▶ TRECHO SELECIONADO
__________________________________________________
O relator, ministro Marco Buzzi,
destacou que, se o contrato é fundado na prestação de serviços médicos e
hospitalares próprios ou credenciados, no qual a operadora de plano de saúde
mantém hospitais e emprega médicos ou indica um rol de conveniados, não há como
afastar sua responsabilidade solidária pela má prestação do serviço. Para o
ministro, a transação realizada entre o codevedor solidário e o credor somente
enseja a extinção da dívida em relação aos demais devedores se a referida
contratação abarcar a dívida comum, como um todo. Diversamente, caso a quitação
decorrente da transação referir-se apenas a parte da dívida, os demais
devedores permanecerão vinculados ao débito, solidariamente, descontado,
contudo, o valor do pagamento parcial.
__________________________________________________
▶ REGISTROS EXIBIDOS
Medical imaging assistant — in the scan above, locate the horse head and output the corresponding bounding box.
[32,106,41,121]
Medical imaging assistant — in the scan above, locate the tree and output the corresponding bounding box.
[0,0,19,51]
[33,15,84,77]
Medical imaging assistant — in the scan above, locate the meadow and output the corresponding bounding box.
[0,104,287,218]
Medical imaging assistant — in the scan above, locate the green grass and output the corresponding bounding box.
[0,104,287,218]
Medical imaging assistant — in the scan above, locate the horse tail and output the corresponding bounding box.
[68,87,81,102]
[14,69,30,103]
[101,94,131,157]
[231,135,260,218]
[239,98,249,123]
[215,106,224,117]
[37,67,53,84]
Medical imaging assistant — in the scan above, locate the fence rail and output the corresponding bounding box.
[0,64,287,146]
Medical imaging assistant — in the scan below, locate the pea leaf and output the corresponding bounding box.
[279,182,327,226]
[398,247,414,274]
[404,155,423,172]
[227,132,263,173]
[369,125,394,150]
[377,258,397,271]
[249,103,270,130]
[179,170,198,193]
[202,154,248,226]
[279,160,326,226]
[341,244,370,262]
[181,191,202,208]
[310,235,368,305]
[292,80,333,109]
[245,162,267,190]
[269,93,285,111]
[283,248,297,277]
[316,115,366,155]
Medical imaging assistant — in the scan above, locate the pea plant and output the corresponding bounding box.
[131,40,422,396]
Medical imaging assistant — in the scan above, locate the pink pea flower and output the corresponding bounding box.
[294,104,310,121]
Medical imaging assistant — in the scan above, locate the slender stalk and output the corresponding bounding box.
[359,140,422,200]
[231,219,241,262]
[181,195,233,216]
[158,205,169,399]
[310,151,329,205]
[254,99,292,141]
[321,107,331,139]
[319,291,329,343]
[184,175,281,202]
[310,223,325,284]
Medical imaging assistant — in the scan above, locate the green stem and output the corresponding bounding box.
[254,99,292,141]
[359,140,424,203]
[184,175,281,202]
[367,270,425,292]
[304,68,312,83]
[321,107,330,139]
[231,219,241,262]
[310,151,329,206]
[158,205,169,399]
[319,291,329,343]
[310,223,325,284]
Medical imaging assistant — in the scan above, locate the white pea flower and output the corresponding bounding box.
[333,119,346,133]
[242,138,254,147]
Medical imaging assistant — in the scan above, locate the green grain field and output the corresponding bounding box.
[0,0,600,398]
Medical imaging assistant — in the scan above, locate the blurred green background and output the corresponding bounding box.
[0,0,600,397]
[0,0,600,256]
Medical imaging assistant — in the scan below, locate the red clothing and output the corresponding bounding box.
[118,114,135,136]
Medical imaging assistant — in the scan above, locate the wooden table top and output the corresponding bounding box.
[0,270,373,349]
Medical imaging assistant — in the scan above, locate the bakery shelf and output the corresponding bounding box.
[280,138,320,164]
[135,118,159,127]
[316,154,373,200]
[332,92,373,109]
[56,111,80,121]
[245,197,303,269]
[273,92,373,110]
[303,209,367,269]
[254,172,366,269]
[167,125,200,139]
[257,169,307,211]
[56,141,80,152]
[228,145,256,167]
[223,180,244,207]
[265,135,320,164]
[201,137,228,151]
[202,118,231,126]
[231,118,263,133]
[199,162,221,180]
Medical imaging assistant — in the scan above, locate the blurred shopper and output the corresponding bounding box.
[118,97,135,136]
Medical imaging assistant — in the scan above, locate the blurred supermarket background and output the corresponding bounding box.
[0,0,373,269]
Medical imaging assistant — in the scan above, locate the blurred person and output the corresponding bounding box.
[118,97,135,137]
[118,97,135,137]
__________________________________________________
▶ SEU OBJETIVO
De acordo com o trecho selecionado, em que situação os demais devedores continuam vinculados ao débito de forma solidária? Por favor, considere que os registros não têm nenhum papel aqui.

▶ SOLUÇÃO DO PROBLEMA
Quando a quitação decorrente da transação se refere apenas a parte da dívida, descontado o valor do pagamento parcial.